▸ What is required:
In the data below, find the line that contains "negative clicks: (53, 441)" and the line that contains "positive clicks: (229, 429) (230, 428)". Copy both, plus every line between them, exactly.

── Entries supplied

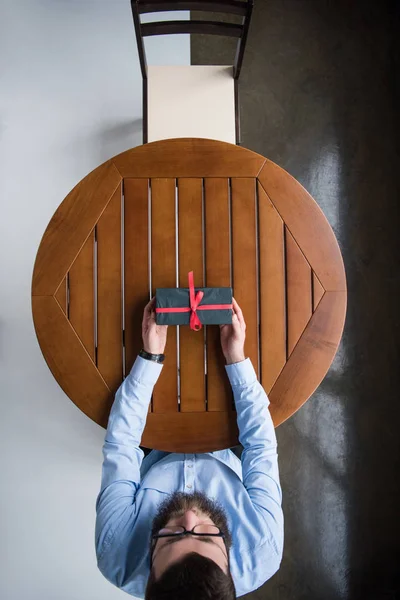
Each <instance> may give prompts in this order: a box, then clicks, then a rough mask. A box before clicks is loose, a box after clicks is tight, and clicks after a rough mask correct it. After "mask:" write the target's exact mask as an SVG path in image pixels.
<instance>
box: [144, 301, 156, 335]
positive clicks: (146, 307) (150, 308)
mask: <svg viewBox="0 0 400 600" xmlns="http://www.w3.org/2000/svg"><path fill="white" fill-rule="evenodd" d="M154 304H155V298H152V299H151V300H150V301H149V302H148V303H147V304H146V306H145V307H144V311H143V320H142V328H143V327H145V325H146V324H147V322H148V321H149V319H150V318H151V312H152V310H153V308H154Z"/></svg>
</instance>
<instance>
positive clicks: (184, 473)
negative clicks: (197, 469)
mask: <svg viewBox="0 0 400 600" xmlns="http://www.w3.org/2000/svg"><path fill="white" fill-rule="evenodd" d="M183 468H184V474H183V478H184V486H185V490H184V491H185V492H186V493H187V494H190V493H191V492H194V477H195V457H194V454H185V460H184V465H183Z"/></svg>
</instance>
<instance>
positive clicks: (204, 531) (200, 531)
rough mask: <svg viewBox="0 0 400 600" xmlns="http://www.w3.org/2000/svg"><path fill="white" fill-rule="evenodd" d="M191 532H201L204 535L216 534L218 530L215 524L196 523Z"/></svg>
mask: <svg viewBox="0 0 400 600" xmlns="http://www.w3.org/2000/svg"><path fill="white" fill-rule="evenodd" d="M193 533H203V534H206V535H218V534H219V533H221V532H220V530H219V527H217V526H216V525H208V524H207V523H201V524H200V525H196V527H195V528H194V529H193Z"/></svg>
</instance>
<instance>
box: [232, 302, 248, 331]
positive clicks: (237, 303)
mask: <svg viewBox="0 0 400 600" xmlns="http://www.w3.org/2000/svg"><path fill="white" fill-rule="evenodd" d="M232 306H233V310H234V311H235V314H236V315H237V318H238V320H239V323H240V324H241V325H243V326H245V325H246V323H245V321H244V317H243V313H242V309H241V308H240V306H239V304H238V303H237V302H236V300H235V298H232Z"/></svg>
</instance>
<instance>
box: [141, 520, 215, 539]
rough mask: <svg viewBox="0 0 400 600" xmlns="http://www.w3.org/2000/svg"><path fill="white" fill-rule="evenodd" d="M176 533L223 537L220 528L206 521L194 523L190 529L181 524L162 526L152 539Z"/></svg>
mask: <svg viewBox="0 0 400 600" xmlns="http://www.w3.org/2000/svg"><path fill="white" fill-rule="evenodd" d="M176 535H200V536H202V535H204V536H211V537H222V538H223V537H225V536H224V534H223V533H222V531H221V530H220V528H219V527H217V526H216V525H210V524H208V523H199V524H198V525H195V526H194V527H193V529H191V530H190V531H188V530H187V529H186V527H183V525H179V526H175V527H164V528H163V529H160V531H159V532H158V533H156V534H155V535H153V540H157V539H158V538H163V537H174V536H176Z"/></svg>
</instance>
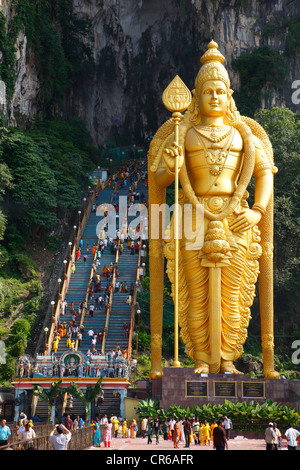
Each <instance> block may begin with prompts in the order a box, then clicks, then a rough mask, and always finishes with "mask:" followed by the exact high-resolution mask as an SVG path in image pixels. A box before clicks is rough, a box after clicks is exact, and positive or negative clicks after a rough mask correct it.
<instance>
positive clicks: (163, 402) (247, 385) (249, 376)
mask: <svg viewBox="0 0 300 470" xmlns="http://www.w3.org/2000/svg"><path fill="white" fill-rule="evenodd" d="M188 382H190V383H194V382H196V383H197V382H207V390H208V394H207V396H201V397H199V396H198V397H197V396H188V395H189V392H188V390H187V384H188ZM217 385H220V386H223V385H224V388H228V389H229V388H232V390H233V389H235V393H234V394H233V395H231V396H230V395H228V396H222V397H221V396H220V391H219V390H217V389H218V387H217ZM249 385H251V386H254V387H255V388H257V389H258V390H259V388H261V390H263V393H262V395H260V396H248V397H247V396H244V394H245V390H246V386H249ZM151 386H152V398H153V399H155V400H159V401H160V406H161V408H165V409H168V408H169V407H170V406H171V405H172V404H176V406H179V405H181V406H183V407H193V406H197V405H198V406H201V405H202V404H204V403H211V404H213V405H217V404H222V403H224V401H225V400H231V401H246V402H250V401H252V400H254V401H256V402H257V403H264V402H265V401H266V400H267V399H271V400H272V401H275V402H278V403H281V404H285V405H289V406H293V407H295V408H298V407H299V404H300V380H285V379H280V380H271V379H263V378H256V379H252V378H251V376H250V375H244V374H241V375H239V374H237V375H234V374H208V375H207V376H204V375H203V374H202V375H199V374H195V373H194V370H193V369H192V368H187V367H180V368H172V367H169V368H165V369H164V375H163V377H162V379H158V380H153V381H152V382H151ZM243 392H244V393H243Z"/></svg>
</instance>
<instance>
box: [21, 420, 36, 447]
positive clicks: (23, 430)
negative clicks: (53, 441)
mask: <svg viewBox="0 0 300 470" xmlns="http://www.w3.org/2000/svg"><path fill="white" fill-rule="evenodd" d="M35 437H36V434H35V431H34V429H33V428H32V427H31V426H30V424H29V422H26V423H25V429H24V430H23V431H21V432H20V434H19V439H20V441H21V442H22V445H23V448H24V449H25V450H28V449H29V448H30V447H32V445H33V441H32V439H34V438H35Z"/></svg>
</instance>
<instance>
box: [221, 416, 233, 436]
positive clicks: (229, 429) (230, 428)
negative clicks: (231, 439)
mask: <svg viewBox="0 0 300 470" xmlns="http://www.w3.org/2000/svg"><path fill="white" fill-rule="evenodd" d="M223 424H224V428H225V431H226V439H227V441H228V440H229V438H230V429H232V422H231V420H230V419H229V418H227V416H225V418H224V421H223Z"/></svg>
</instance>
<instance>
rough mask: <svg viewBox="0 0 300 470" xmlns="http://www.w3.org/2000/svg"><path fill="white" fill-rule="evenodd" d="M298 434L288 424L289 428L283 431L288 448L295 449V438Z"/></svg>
mask: <svg viewBox="0 0 300 470" xmlns="http://www.w3.org/2000/svg"><path fill="white" fill-rule="evenodd" d="M299 436H300V433H299V431H297V429H295V428H294V427H293V425H292V424H289V428H288V429H287V430H286V431H285V433H284V436H283V437H284V438H285V439H286V440H287V441H288V450H297V439H298V437H299Z"/></svg>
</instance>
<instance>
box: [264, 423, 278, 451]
mask: <svg viewBox="0 0 300 470" xmlns="http://www.w3.org/2000/svg"><path fill="white" fill-rule="evenodd" d="M275 437H276V434H275V431H274V428H273V423H269V425H268V427H267V429H266V430H265V441H266V450H274V441H275Z"/></svg>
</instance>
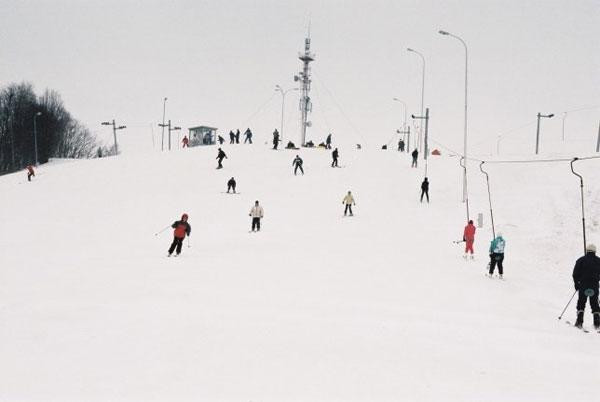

────

▸ Final answer:
negative clicks: (53, 441)
mask: <svg viewBox="0 0 300 470" xmlns="http://www.w3.org/2000/svg"><path fill="white" fill-rule="evenodd" d="M35 437H36V434H35V431H34V429H33V428H32V427H31V426H30V424H29V422H26V423H25V429H24V430H23V431H21V432H20V434H19V439H20V441H21V442H22V445H23V448H24V449H25V450H28V449H29V448H30V447H32V445H33V441H32V439H34V438H35Z"/></svg>
</instance>
<instance>
box: [221, 416, 233, 436]
positive clicks: (229, 429) (230, 428)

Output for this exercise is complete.